The task: Copy every entry below word for word, keeping each line as it appears and leaving out the pictures.

Records supplied:
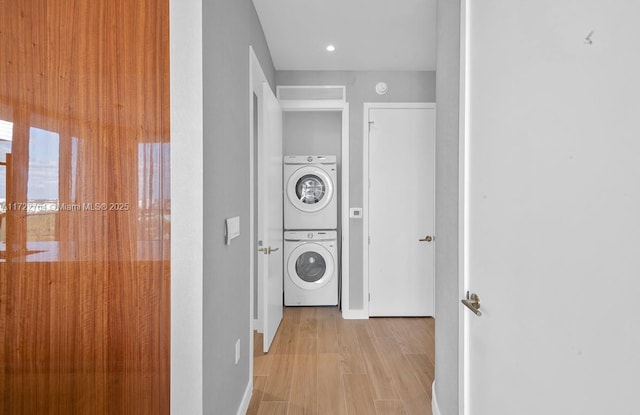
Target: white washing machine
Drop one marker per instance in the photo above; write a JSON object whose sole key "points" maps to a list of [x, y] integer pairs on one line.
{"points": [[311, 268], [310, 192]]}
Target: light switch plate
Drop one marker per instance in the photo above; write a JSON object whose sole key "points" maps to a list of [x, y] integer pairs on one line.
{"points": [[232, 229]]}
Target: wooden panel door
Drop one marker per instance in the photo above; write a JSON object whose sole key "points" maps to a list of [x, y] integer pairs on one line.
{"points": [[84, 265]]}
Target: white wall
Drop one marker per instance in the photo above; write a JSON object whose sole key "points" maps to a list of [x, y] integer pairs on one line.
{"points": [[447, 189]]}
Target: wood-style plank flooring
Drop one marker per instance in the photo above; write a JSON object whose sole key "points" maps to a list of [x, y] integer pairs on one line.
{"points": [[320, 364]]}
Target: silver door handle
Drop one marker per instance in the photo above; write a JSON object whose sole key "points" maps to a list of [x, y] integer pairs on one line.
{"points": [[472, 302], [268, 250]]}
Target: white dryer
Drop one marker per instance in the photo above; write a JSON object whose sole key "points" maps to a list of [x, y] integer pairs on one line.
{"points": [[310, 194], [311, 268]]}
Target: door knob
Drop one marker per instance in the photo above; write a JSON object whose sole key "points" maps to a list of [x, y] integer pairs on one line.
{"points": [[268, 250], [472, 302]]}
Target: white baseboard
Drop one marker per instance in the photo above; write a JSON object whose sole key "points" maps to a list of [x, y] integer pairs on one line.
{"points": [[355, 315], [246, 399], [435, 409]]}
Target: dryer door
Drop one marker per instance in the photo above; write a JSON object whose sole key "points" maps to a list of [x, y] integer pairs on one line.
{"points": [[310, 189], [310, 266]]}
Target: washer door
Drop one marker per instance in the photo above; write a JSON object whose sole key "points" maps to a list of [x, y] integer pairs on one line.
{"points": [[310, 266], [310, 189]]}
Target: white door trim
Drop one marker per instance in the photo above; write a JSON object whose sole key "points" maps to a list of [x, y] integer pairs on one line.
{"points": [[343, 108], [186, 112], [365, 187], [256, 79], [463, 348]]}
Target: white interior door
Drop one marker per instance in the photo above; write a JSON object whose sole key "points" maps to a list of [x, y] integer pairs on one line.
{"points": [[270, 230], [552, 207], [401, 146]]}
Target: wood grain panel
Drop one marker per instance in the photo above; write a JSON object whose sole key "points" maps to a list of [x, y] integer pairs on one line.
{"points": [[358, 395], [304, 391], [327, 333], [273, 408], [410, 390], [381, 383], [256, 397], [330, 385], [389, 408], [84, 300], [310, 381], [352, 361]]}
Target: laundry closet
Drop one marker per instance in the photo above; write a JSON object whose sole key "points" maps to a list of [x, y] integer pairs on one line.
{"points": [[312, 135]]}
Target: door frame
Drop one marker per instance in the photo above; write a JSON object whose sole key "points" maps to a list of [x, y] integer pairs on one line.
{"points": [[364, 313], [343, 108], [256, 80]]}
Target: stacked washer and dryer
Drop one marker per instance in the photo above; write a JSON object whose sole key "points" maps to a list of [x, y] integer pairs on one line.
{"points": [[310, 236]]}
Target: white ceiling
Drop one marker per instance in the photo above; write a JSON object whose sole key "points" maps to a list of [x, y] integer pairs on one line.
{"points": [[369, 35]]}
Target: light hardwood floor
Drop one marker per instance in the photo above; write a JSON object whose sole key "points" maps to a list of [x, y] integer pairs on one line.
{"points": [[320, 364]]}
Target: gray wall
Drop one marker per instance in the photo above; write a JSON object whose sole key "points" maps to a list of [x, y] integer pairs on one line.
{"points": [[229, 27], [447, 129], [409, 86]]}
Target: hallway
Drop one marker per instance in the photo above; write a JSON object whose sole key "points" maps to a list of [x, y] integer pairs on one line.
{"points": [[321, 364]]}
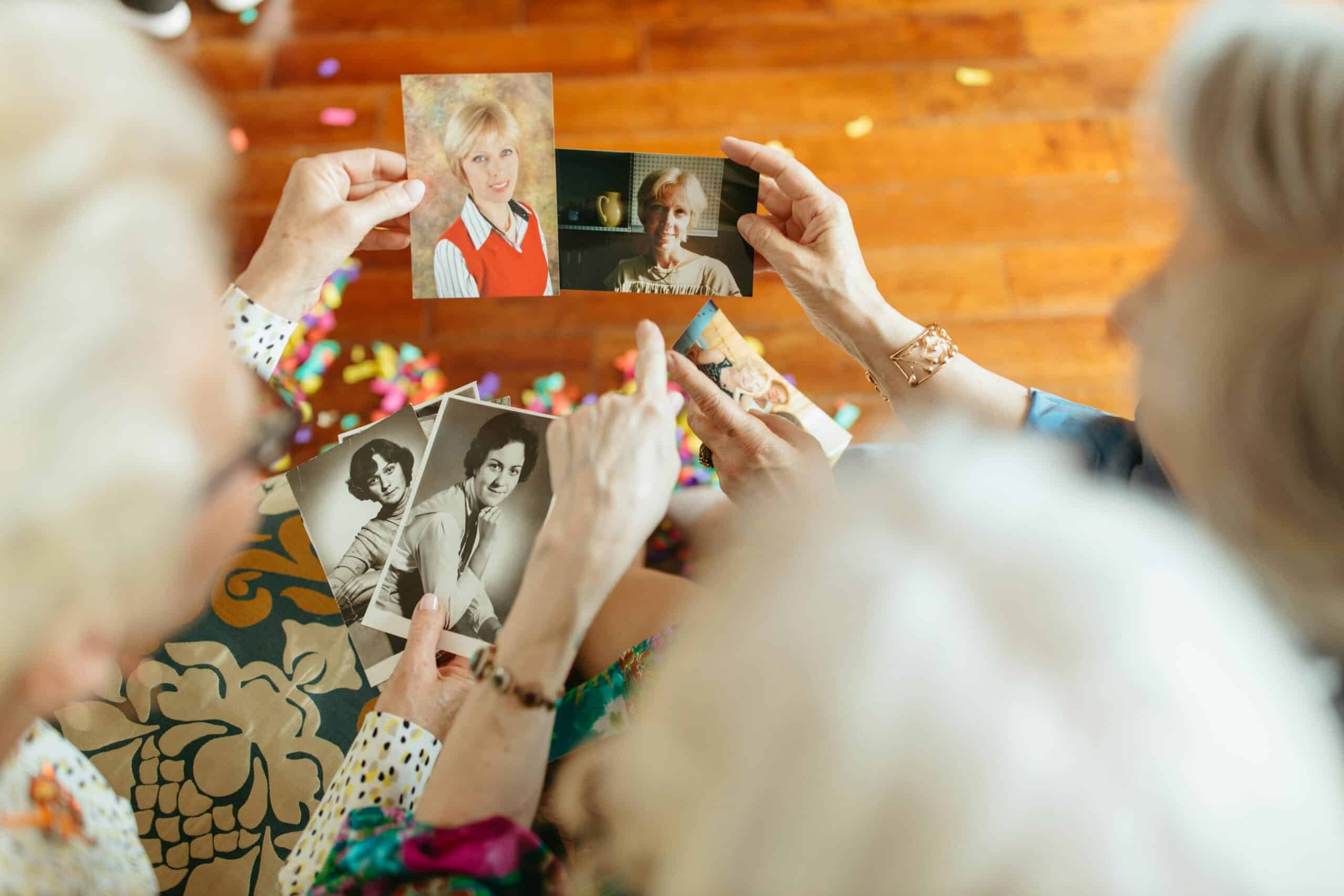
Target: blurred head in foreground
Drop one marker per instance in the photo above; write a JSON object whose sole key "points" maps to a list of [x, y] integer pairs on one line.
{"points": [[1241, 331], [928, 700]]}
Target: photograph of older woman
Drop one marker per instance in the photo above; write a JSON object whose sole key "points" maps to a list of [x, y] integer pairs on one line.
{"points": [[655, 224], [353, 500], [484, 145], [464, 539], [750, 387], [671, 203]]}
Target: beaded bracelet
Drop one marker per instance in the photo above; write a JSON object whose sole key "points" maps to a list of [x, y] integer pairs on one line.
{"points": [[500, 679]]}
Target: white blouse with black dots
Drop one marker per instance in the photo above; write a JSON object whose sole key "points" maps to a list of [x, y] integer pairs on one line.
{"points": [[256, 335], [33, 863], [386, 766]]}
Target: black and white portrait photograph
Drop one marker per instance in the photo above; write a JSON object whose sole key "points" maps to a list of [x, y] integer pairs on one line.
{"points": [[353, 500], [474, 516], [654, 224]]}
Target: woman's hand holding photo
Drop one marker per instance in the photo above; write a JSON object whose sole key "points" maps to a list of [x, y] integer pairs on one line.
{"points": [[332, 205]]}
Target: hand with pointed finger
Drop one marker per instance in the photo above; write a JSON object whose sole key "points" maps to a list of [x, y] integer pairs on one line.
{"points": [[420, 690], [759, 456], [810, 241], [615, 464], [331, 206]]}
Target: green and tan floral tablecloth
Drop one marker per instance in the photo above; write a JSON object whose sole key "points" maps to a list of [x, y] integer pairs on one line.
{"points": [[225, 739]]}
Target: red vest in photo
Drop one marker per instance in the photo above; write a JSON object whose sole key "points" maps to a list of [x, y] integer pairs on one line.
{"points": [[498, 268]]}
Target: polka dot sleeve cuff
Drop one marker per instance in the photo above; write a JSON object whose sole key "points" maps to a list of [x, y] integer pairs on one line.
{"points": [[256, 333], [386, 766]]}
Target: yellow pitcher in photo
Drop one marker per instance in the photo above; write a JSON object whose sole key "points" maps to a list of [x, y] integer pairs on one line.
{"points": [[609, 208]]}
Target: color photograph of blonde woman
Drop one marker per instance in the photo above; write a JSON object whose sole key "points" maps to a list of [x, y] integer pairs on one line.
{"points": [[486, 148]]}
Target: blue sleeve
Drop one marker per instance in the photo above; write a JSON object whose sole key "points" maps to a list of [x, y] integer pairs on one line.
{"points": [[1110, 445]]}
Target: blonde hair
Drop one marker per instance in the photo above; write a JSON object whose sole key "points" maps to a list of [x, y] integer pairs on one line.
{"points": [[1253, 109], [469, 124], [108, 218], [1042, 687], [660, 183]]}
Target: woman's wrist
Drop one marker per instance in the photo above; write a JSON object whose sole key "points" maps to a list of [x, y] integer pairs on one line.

Exercise solution:
Target: white washing machine
Drop one marker per instance in the photo above; write a JSON object whose sole key "points" maps to a list of [x, y] integer pairs on one line.
{"points": [[311, 268], [310, 192]]}
Target: light switch plate
Drop one marker per instance in the photo above; write a JSON object whose sole key "points" maps to a list of [x, y] integer pairs on one line.
{"points": [[232, 229]]}
Target: wooden panel door
Drop one marker per instance in the photo above; write a JSON object whose sole key "points" maps to a list of [x, y] integer pairs on one line.
{"points": [[84, 265]]}
Target: white wall
Drop one marker per instance in the photo above; write a JSON object whose sole key "points" maps to a list of [x, y] integer pairs on one line.
{"points": [[447, 189]]}
Target: wood-style plank flooring
Drop one marker per instance in the photo above; write a JSON object whose sole key "points" maps to a list of [x, y] integer pairs on one line.
{"points": [[320, 364]]}
Target: silver door handle
Drop one marker per instance in the photo above; write a JSON object whose sole key "points" maps to a list of [x, y] integer pairs on one line.
{"points": [[472, 302], [268, 250]]}
Target: white dryer
Drop one marker per instance in the photo above; write a JSON object whose sole key "points" maps to a list of [x, y] integer pairs on one line.
{"points": [[310, 194], [311, 268]]}
Target: door knob
Drop one marker per instance in the photo above; write a JSON object whose sole key "points" maps to a list of [x, y] integer pairs on one line.
{"points": [[268, 250], [472, 302]]}
Target: white baseboard
Drop one marker per instance in the photo above; write a JSON object whose sole key "points" maps to a list of [x, y] integer pairs on one line.
{"points": [[355, 315], [246, 399], [435, 409]]}
Target: dryer door
Drop one marker per instance in the photo above; write a JSON object whose sole key "points" maps to a list of [x, y] integer pairs on one line.
{"points": [[310, 189], [310, 266]]}
Target: washer door
Drop one marker per instance in the photo above; write a JSON object whose sole key "points" maps to a list of [x, y] integer pairs on one line.
{"points": [[310, 266], [310, 189]]}
Target: white door trim
Drop one marker per instance in the photo above; write a JSON object whose sole key "points" maps to a list of [x, y] integer pairs on one line.
{"points": [[343, 108], [186, 112], [365, 187], [256, 79], [463, 348]]}
Target: white interior door
Drop one marker per instance in the photo above; write a JSON object whose sole key "points" maps to a list of [x, y] integer pairs on one line.
{"points": [[270, 230], [552, 207], [401, 146]]}
Target: wood grain panel
Drop one marker per instance in the photo above; write a JSON object whose sole key "points" maps to a list of [x, y] integer pairs on one line.
{"points": [[358, 395], [304, 391], [327, 333], [273, 408], [410, 390], [381, 383], [256, 397], [330, 385], [389, 408], [84, 300], [310, 381], [352, 361]]}
Target: laundry closet
Drop one marker per instance in the photo above; write a JSON object whose sole key "points" maps to a list of [x, y] integer pairs on one line.
{"points": [[312, 135]]}
Target: door frame
Drop one marker per instance in the photo above; write a JSON object whose sole key "points" maps to a list of [x, y] integer pairs on one line.
{"points": [[364, 313], [343, 108], [256, 80]]}
Target: stacked washer and dryer
Drop one marker per instance in the photo above; write a JSON object whose sole key "points" maps to a list of [x, y] integer pairs on one line.
{"points": [[310, 236]]}
Target: white ceiling
Drop one marker per instance in the photo above; write a JSON object whose sole key "points" maps to a list of [x, y] integer pairs on one line.
{"points": [[369, 35]]}
Target: light hardwood floor
Drop one marker per instance in the photo above; write a JSON object whose sole key "points" maps to a list of [x, y] integer pairs on one line.
{"points": [[320, 364]]}
Target: gray wall
Drop one marker per instance in the photo above; write a JSON object whose sole key "points" maps to a list of [x, y] integer pairs on one line.
{"points": [[229, 27], [447, 129], [409, 86]]}
Target: hallway
Drop one marker per instance in the photo above; write a JSON object whose sole key "points" maps to a list of [x, y] integer pairs on one line.
{"points": [[321, 364]]}
Target: blurred head in foreground
Drop one marker per instance in the photo above; write a JSON object whose sole key "points" maps to a list of [x, y] integer pairs on one line.
{"points": [[1241, 331], [928, 700]]}
Target: photograph of older woman
Drop one marker per instance in the photo above; write a JSON object whose sole key "points" maps to a list of [x, y] integer pairs on one line.
{"points": [[655, 224], [353, 500], [484, 145], [464, 539], [750, 387], [671, 203]]}
Target: beaded bracelet
Drop one marker per instance in the photo above; write a JSON object whose sole key "points" maps to a list of [x, y] integer pairs on one line.
{"points": [[500, 679]]}
Target: white blouse with black dots
Drop one marker per instance in the photo above; write a JSON object whose sole key "points" maps to a list of [x, y] integer pairs on one line.
{"points": [[256, 335], [33, 863], [386, 766]]}
Target: black and white portrait photograph
Drop one marker per instance in the photo above; write a JSON object whose sole key "points" maps to a list of [x, y] integer pairs on one line.
{"points": [[353, 500], [474, 516], [654, 224]]}
Target: woman's hand holding photo
Drop one marker per instance in the photo above; write a JSON object whose sole key "points" maps to a list of [x, y] integer pairs on one line.
{"points": [[332, 205]]}
Target: hand with pointed finger
Drop one marker per instance in the photo above; write a JSON object whose sole key "points" maps to a list of [x, y] integer pairs on one line.
{"points": [[420, 690], [759, 456], [810, 241], [615, 464], [331, 206]]}
Target: green and tan floral tablecloth
Drop one marker per instance in the photo above; write a JSON object whose sole key "points" maps to a list of [x, y] integer pairs on one line.
{"points": [[225, 739]]}
Target: red vest in photo
Drop one marker per instance in the photo above; write a JSON object whose sole key "points" maps to a list of [x, y] integer pairs on one line.
{"points": [[498, 268]]}
Target: polka dot sleeve cuff
Drop one marker per instance in the photo above; write a JSON object whose sole key "points" maps to a list of [x, y] integer pairs on one line.
{"points": [[256, 333], [386, 766]]}
Target: yellow pitcher in photo
Drop one marker per instance in the photo above; write a JSON object whose sole key "points" maps to a list of [x, y] integer pairs on one line.
{"points": [[609, 208]]}
Target: color photograph of blonde woman
Drop one marker per instance in the photo above; write a JSON object whose sole key "points" maps to a list of [x, y] integer pairs on one line.
{"points": [[486, 148]]}
Target: blue sleeve
Drop one marker per instance in the photo above; write a JSON object whose sole key "points" maps to a list of [x, y] integer pairs on one line.
{"points": [[1110, 445]]}
Target: blonde hair
Drop one marker per instance in the photo above; write a JSON object whose sole key "points" maps to a list of [x, y] integer pairs on one line.
{"points": [[1253, 109], [469, 124], [108, 218], [1042, 687], [660, 183]]}
Target: woman's wrist
Drop one marker per instance in the photo above; write a JSON object whose sole key "points" maps to a list of [x, y] integer pairs on one line.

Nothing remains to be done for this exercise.